*Exercise description:*
Answer these from the passage on the online trafficking amendment:
1. Which senator introduced the online trafficking bill, and in what month?
2. Which section of which law would the changes affect?
3. Who would the legislation allow to pursue legal action?

*Quoted text:*
Among the amendments being considered is the Stop Enabling Sex Traffickers Act, which would change a section of a decades-old law that shields companies such as Facebook Inc, Amazon Inc and Alphabet Inc's Google from liability for content posted by their users, according to a Senate aide and three technology industry sources.
The sources, who requested anonymity to discuss ongoing private conversations, cautioned on Monday that the situation was fluid and the Republican Senate leadership might decide against allowing a vote on the amendment.
But they also said it was likely to pass if there was a vote, a possibility that has alarmed internet companies. The underlying defense bill is considered must-pass legislation but would need to be reconciled with the House of Representatives and signed by President Donald Trump before becoming law.
Republican Senator Rob Portman introduced the online trafficking bill in August and has gained support from more than a fourth of the Senate.
Kevin Smith, a spokesman for Portman, declined to comment, saying only that the senator was focused on building more support for the measure.
The legislation would allow state attorneys general and victims of sex trafficking to pursue legal action against social media networks, advertisers and others who fail to keep exploitative material off their platforms.
Technology companies say the changes to Section 230 of the Communications Decency Act would impose impossible demands on online publishers and quash innovation. But some lawmakers and attorneys have argued that the statute has been too broadly interpreted to give companies too much leeway in avoiding responsibility for harmful content.

*Supplied entries:*

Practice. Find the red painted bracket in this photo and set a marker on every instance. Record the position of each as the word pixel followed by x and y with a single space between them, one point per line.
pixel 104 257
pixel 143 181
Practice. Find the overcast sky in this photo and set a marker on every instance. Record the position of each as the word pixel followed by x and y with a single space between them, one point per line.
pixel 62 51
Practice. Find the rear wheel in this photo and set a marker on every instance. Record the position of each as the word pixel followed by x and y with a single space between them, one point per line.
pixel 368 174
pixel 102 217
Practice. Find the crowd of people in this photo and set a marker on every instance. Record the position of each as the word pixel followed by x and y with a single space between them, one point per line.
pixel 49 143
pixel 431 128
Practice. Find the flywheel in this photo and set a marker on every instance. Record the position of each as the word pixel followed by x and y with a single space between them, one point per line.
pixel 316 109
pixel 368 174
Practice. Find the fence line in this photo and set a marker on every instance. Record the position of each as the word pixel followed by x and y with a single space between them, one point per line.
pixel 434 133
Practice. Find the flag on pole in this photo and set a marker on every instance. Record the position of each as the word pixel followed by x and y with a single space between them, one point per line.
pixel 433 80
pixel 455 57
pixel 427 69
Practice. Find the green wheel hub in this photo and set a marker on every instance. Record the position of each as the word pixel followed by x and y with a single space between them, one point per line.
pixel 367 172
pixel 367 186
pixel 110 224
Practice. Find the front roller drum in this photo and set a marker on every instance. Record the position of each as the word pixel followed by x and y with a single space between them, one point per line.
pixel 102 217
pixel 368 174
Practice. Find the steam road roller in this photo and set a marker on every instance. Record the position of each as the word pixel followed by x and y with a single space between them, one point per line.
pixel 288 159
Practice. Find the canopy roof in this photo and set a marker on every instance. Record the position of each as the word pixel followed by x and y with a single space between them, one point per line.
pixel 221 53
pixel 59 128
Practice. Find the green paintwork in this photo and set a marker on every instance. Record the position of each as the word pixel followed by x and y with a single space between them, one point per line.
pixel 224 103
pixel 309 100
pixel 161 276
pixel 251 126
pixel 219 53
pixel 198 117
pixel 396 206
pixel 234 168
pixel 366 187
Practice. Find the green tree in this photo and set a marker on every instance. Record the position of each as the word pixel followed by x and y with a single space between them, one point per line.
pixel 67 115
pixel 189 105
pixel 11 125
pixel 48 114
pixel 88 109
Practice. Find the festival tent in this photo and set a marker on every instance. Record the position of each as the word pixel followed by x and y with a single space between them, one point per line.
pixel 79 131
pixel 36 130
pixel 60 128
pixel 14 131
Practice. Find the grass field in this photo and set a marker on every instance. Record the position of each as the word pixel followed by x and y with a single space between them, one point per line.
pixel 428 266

...

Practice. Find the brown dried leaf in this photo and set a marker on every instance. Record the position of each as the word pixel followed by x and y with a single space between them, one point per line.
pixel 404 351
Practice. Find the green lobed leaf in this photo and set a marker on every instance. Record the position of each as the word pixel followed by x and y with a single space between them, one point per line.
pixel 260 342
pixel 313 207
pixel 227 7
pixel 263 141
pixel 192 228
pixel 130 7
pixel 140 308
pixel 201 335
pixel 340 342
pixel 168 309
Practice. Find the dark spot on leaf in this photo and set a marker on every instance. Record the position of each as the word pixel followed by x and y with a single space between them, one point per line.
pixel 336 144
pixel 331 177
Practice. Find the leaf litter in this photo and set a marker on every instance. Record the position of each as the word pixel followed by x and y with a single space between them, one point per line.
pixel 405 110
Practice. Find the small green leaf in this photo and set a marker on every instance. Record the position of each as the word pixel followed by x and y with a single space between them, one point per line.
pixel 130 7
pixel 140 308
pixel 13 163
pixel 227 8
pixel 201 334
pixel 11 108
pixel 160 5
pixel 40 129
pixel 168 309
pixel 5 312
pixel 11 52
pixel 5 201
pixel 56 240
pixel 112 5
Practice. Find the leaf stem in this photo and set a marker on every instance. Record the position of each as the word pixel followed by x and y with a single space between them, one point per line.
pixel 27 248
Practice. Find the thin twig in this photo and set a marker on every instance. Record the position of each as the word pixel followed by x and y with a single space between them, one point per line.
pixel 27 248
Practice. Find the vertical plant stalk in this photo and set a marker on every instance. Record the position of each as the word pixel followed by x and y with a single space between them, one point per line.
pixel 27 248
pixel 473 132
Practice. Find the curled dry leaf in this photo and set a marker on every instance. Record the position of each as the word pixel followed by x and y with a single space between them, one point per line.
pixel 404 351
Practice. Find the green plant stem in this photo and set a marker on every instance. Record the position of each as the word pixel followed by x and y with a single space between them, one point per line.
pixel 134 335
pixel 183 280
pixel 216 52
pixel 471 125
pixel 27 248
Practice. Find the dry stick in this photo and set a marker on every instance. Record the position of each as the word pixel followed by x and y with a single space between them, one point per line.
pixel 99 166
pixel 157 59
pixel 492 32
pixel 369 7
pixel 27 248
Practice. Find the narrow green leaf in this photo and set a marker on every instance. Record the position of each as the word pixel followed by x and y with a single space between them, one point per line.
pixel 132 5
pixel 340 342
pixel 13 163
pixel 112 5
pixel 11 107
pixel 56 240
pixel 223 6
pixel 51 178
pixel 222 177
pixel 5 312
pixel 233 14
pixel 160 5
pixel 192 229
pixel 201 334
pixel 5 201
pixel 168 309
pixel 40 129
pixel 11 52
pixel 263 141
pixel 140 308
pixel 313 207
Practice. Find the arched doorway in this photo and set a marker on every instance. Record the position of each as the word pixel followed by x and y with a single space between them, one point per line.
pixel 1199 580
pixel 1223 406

*Correct response:*
1. Republican Senator Rob Portman, in August.
2. Section 230 of the Communications Decency Act.
3. State attorneys general and victims of sex trafficking.